──────── Provided information
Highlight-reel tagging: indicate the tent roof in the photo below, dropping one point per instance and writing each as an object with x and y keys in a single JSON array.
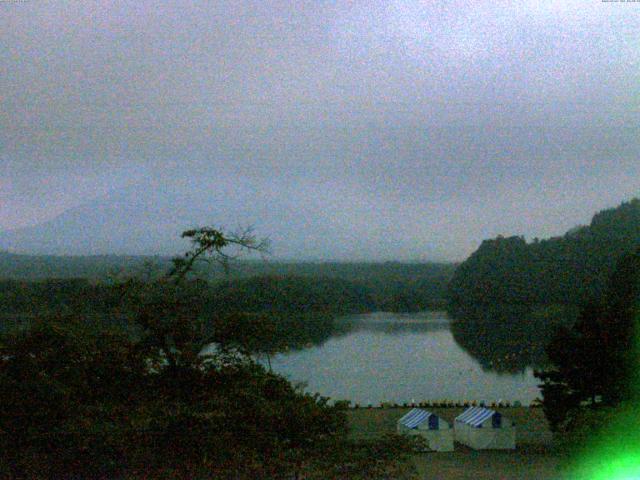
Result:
[
  {"x": 474, "y": 416},
  {"x": 415, "y": 417}
]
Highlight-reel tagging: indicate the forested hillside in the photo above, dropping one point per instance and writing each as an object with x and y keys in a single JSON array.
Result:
[{"x": 560, "y": 270}]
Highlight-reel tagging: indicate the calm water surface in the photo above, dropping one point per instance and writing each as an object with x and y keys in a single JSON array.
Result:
[{"x": 384, "y": 357}]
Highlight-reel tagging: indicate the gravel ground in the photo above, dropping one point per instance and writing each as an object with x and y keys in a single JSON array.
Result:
[{"x": 534, "y": 457}]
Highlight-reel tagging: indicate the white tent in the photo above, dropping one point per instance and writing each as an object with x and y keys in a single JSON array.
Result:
[
  {"x": 481, "y": 428},
  {"x": 436, "y": 432}
]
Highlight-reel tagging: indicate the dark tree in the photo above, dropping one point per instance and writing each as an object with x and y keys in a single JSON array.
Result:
[{"x": 596, "y": 361}]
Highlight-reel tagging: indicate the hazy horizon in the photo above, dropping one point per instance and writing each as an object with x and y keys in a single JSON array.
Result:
[{"x": 342, "y": 130}]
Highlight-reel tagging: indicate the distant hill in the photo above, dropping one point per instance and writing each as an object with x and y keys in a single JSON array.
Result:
[
  {"x": 148, "y": 219},
  {"x": 561, "y": 270}
]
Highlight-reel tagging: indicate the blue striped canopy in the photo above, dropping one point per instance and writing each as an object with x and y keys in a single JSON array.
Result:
[
  {"x": 417, "y": 416},
  {"x": 474, "y": 416}
]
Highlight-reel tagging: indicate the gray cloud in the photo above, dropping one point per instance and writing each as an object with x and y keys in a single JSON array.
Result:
[{"x": 400, "y": 129}]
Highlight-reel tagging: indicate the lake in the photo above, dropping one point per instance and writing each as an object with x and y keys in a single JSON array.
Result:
[{"x": 387, "y": 357}]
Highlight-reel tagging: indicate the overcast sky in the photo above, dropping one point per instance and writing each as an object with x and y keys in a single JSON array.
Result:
[{"x": 435, "y": 124}]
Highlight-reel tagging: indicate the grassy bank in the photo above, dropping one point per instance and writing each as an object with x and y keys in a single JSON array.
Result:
[{"x": 534, "y": 457}]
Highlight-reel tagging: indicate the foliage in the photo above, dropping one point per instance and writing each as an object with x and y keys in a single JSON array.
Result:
[
  {"x": 141, "y": 397},
  {"x": 596, "y": 361},
  {"x": 571, "y": 269}
]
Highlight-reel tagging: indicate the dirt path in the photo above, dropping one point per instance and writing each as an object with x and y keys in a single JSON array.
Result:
[{"x": 533, "y": 459}]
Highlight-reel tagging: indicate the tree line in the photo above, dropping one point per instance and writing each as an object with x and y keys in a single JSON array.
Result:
[
  {"x": 571, "y": 269},
  {"x": 162, "y": 393}
]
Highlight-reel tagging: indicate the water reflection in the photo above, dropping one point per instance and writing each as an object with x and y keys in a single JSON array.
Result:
[
  {"x": 400, "y": 358},
  {"x": 508, "y": 339}
]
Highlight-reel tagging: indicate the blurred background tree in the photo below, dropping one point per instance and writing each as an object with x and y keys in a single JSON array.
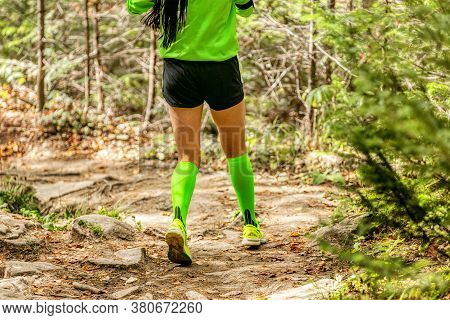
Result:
[{"x": 365, "y": 80}]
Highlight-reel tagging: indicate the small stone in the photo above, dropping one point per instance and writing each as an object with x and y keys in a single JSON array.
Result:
[
  {"x": 15, "y": 289},
  {"x": 108, "y": 227},
  {"x": 85, "y": 287},
  {"x": 123, "y": 258},
  {"x": 123, "y": 137},
  {"x": 194, "y": 295},
  {"x": 147, "y": 296},
  {"x": 131, "y": 280},
  {"x": 17, "y": 268},
  {"x": 318, "y": 290},
  {"x": 125, "y": 292}
]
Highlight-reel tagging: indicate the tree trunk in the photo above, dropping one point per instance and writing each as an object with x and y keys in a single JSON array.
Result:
[
  {"x": 41, "y": 47},
  {"x": 87, "y": 68},
  {"x": 151, "y": 77},
  {"x": 328, "y": 67},
  {"x": 98, "y": 61},
  {"x": 312, "y": 75}
]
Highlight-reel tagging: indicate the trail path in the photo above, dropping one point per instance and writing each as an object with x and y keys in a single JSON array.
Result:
[{"x": 222, "y": 268}]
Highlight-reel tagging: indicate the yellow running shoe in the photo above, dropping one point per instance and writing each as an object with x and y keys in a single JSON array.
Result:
[
  {"x": 252, "y": 236},
  {"x": 177, "y": 241}
]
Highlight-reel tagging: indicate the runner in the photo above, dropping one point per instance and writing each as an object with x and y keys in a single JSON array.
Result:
[{"x": 198, "y": 43}]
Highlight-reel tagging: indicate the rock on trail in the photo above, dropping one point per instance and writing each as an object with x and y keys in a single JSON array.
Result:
[
  {"x": 17, "y": 232},
  {"x": 123, "y": 258},
  {"x": 318, "y": 290},
  {"x": 15, "y": 289},
  {"x": 19, "y": 268},
  {"x": 125, "y": 292},
  {"x": 109, "y": 227}
]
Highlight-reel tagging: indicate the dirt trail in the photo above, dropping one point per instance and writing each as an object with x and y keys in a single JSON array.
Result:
[{"x": 221, "y": 268}]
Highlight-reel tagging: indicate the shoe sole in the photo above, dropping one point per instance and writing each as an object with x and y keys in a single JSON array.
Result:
[
  {"x": 176, "y": 254},
  {"x": 253, "y": 242}
]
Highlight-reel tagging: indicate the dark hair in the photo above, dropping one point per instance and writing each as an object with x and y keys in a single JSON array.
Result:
[{"x": 168, "y": 16}]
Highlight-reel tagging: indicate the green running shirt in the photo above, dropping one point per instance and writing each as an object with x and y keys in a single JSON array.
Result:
[{"x": 210, "y": 31}]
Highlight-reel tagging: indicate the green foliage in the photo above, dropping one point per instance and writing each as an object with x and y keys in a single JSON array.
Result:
[
  {"x": 390, "y": 278},
  {"x": 395, "y": 113}
]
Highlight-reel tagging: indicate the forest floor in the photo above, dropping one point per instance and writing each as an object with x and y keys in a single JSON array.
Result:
[{"x": 221, "y": 269}]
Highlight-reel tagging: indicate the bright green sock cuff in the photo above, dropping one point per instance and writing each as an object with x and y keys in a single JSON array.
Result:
[
  {"x": 241, "y": 175},
  {"x": 183, "y": 184}
]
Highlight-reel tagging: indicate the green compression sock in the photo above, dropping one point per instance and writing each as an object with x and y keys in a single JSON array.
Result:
[
  {"x": 241, "y": 174},
  {"x": 183, "y": 183}
]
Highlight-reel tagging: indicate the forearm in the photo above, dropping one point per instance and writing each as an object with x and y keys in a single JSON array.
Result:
[{"x": 139, "y": 6}]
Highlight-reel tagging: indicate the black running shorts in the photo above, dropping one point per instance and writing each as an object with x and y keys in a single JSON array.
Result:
[{"x": 188, "y": 84}]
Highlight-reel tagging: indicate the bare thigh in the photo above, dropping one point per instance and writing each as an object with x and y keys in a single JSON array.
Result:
[
  {"x": 186, "y": 123},
  {"x": 231, "y": 126}
]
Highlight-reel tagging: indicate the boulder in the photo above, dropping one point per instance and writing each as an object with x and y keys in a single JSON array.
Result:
[
  {"x": 15, "y": 231},
  {"x": 342, "y": 232},
  {"x": 15, "y": 289},
  {"x": 318, "y": 290},
  {"x": 86, "y": 226}
]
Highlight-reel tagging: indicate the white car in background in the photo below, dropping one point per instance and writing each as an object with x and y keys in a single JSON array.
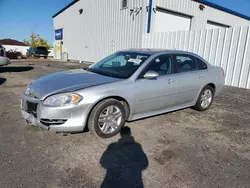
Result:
[{"x": 3, "y": 59}]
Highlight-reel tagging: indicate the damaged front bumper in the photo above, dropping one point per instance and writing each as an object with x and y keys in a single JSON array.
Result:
[{"x": 57, "y": 119}]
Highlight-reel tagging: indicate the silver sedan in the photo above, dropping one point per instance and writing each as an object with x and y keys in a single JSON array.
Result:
[{"x": 124, "y": 86}]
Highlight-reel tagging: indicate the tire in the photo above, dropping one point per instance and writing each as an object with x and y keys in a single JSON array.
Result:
[
  {"x": 200, "y": 104},
  {"x": 99, "y": 122}
]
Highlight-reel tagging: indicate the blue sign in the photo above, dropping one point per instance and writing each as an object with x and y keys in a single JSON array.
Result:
[{"x": 58, "y": 34}]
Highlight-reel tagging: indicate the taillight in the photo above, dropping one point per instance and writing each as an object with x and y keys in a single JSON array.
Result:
[{"x": 223, "y": 73}]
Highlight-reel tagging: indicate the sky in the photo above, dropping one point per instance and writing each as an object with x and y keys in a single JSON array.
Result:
[{"x": 19, "y": 18}]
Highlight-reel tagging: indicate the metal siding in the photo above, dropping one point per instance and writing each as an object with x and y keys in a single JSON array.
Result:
[
  {"x": 228, "y": 48},
  {"x": 101, "y": 30},
  {"x": 199, "y": 20}
]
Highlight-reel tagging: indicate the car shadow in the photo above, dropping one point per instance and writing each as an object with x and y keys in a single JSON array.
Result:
[
  {"x": 124, "y": 162},
  {"x": 15, "y": 69},
  {"x": 2, "y": 80}
]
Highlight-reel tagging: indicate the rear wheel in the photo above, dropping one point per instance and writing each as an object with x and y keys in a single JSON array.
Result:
[
  {"x": 107, "y": 118},
  {"x": 205, "y": 99}
]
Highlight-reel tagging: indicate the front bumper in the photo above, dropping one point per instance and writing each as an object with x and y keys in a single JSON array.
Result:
[{"x": 63, "y": 119}]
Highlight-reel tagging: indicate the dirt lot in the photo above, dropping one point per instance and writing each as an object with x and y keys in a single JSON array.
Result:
[{"x": 180, "y": 149}]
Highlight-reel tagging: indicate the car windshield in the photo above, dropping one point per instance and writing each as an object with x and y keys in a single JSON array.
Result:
[
  {"x": 119, "y": 65},
  {"x": 41, "y": 48}
]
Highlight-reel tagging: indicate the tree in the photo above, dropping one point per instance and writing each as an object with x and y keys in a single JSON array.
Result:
[{"x": 36, "y": 40}]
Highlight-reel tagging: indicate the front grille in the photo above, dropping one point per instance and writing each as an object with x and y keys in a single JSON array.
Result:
[
  {"x": 49, "y": 122},
  {"x": 30, "y": 107}
]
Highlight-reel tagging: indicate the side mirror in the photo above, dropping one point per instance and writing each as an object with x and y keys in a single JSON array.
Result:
[{"x": 150, "y": 75}]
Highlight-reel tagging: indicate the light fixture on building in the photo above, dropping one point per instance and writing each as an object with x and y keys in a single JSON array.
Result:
[
  {"x": 201, "y": 7},
  {"x": 80, "y": 11}
]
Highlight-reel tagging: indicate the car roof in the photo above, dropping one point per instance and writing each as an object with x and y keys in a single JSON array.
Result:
[{"x": 152, "y": 51}]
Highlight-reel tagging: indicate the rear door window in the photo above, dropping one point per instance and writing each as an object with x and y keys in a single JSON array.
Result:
[
  {"x": 185, "y": 63},
  {"x": 201, "y": 64}
]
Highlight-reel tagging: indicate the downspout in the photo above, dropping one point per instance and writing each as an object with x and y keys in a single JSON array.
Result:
[{"x": 149, "y": 15}]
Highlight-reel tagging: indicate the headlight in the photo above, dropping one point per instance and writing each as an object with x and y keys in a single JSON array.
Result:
[{"x": 62, "y": 99}]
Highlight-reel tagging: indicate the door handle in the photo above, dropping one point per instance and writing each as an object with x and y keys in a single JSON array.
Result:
[{"x": 170, "y": 81}]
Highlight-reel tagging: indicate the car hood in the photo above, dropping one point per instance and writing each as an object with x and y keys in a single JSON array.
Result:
[{"x": 67, "y": 81}]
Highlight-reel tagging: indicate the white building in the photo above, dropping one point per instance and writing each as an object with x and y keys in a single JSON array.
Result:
[{"x": 93, "y": 29}]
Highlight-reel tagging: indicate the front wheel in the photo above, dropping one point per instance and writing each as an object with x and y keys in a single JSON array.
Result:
[
  {"x": 205, "y": 99},
  {"x": 107, "y": 118}
]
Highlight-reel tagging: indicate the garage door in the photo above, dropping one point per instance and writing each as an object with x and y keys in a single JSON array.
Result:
[
  {"x": 214, "y": 25},
  {"x": 169, "y": 21}
]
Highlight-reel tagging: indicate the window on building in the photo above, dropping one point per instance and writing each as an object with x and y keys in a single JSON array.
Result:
[
  {"x": 124, "y": 4},
  {"x": 215, "y": 25},
  {"x": 166, "y": 20}
]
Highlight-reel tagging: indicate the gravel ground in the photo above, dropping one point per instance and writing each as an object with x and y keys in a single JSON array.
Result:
[{"x": 181, "y": 149}]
────────────────
Stated problem
Only the lines from the one with "Highlight-reel tagging: indicate the headlight" through the end of the material are wanted; copy them exactly, both ends included.

Result below
Highlight-reel tagging: indicate the headlight in the photo above, dropping one point per instance and writing each as an object with x and y keys in a single JSON array.
Result:
[{"x": 62, "y": 99}]
Highlight-reel tagging: indicate the door handle in the photo above, dropping one point per instance and writing each as an object with x and y keys in a single JSON array.
Result:
[{"x": 170, "y": 81}]
Highlight-reel tagging: indicate the car hood in the photo above, dropping one point per instance and writing each as an object with x and y keys in a single JSON array.
Result:
[{"x": 67, "y": 81}]
Highlight-reel tagging: indicate the white building in the photo above, dropping one point per instance and writing each as an object with x and y keys in a single JSON array.
Result:
[{"x": 93, "y": 29}]
Highlight-reel tagging: indicate the front wheel in the photo above, dropping one point per instance and writing each as an object with x and y keys in a single JSON array.
Result:
[
  {"x": 205, "y": 99},
  {"x": 107, "y": 118}
]
Highlight-reel tagging: indicate the garage door in the photo above, dropping one point per instance and writing each as an object with x and y keys in a single JSON array.
Result:
[
  {"x": 214, "y": 25},
  {"x": 169, "y": 21}
]
Highlight-reel tagging: indicate the window on building in the photo above, dropping one point per instance and writing each as an object with x and y keys in a single JSON array.
Result:
[
  {"x": 124, "y": 4},
  {"x": 215, "y": 25},
  {"x": 166, "y": 20}
]
Highlight-reel tagging: indicate the gravel ground in the photo above, dropping one point per instance and writing each as an object with x and y keys in a single JSON array.
Result:
[{"x": 181, "y": 149}]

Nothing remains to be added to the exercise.